-- Task requirements --
In the records below, locate the line containing "of the beaded", then output that line and all later lines exactly, through the last one.

-- Task material --
◆ ◆ ◆
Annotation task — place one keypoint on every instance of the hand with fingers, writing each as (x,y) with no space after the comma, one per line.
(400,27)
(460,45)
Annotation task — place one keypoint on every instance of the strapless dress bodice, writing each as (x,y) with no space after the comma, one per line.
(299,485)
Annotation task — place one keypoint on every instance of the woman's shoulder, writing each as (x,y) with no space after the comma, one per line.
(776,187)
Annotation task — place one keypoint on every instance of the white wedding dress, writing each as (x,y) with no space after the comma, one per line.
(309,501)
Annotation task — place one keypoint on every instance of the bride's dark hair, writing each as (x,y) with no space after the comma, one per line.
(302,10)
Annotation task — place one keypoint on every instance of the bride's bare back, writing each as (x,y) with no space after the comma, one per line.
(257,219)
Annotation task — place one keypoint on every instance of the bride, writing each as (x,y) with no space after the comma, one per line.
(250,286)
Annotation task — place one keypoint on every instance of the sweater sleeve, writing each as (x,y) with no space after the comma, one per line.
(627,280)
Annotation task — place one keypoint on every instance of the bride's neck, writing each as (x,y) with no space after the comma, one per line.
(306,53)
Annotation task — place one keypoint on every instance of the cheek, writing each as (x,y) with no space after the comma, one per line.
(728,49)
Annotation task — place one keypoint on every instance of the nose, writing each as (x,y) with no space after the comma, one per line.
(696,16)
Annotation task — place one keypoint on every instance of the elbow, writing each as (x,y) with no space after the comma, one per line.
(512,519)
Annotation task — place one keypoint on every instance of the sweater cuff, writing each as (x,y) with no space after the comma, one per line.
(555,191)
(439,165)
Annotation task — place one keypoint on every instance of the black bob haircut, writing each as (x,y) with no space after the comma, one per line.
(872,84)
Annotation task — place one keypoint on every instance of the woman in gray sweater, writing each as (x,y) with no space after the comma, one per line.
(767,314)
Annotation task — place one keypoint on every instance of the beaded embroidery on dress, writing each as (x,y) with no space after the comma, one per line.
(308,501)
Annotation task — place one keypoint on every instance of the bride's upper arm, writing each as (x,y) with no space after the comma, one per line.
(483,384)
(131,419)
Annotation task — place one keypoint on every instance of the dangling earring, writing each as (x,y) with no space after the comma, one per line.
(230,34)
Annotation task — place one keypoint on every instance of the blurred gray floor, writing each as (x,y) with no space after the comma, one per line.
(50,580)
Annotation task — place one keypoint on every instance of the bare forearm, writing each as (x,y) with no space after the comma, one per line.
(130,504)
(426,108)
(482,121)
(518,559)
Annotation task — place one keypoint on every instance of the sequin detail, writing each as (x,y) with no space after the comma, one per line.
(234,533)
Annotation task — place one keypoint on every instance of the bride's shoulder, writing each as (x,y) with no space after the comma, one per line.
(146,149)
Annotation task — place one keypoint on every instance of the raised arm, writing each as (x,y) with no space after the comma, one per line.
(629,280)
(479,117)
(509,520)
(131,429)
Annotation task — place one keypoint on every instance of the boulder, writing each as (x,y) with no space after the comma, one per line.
◆ ◆ ◆
-- Written answer --
Annotation task — place one keypoint on every instance of the beaded embroidery on dress, writing each as (x,y) with no space after the comma, one per line.
(308,501)
Annotation task — place one keypoint on every instance of the bride's upper arm, writing each as (x,y) with no space after the comma, one per line.
(483,384)
(131,419)
Annotation task — place one keypoint on every instance of the dangling earring, writing each as (x,y) with no space after the comma, one per line.
(230,34)
Annotation task — place one keypoint on every instance of the blurred gray floor, writing each as (x,y) with no space after the comma, one per line.
(50,580)
Annotation task — place one keypoint on every instance of the bare forearm, writing each as (x,y) with no space after the comma, one per line.
(130,504)
(426,108)
(482,121)
(518,559)
Annotation task — place one keypoint on every instance of the sequin detail, writing each as (x,y) with no space after the comma, one per line.
(234,533)
Annotation task — place one keypoint on every instance of the bride's shoulder, writing each as (x,y) with no space after the comma, one per line.
(146,149)
Annotation task — place one keypoint on every instance of the raised arm, writing each as (x,y) with no space after the comma, one per line.
(629,280)
(479,117)
(509,520)
(131,429)
Annotation task — place one keypoint on every instance of the boulder, writing each as (x,y) with no space after the comma, one per line.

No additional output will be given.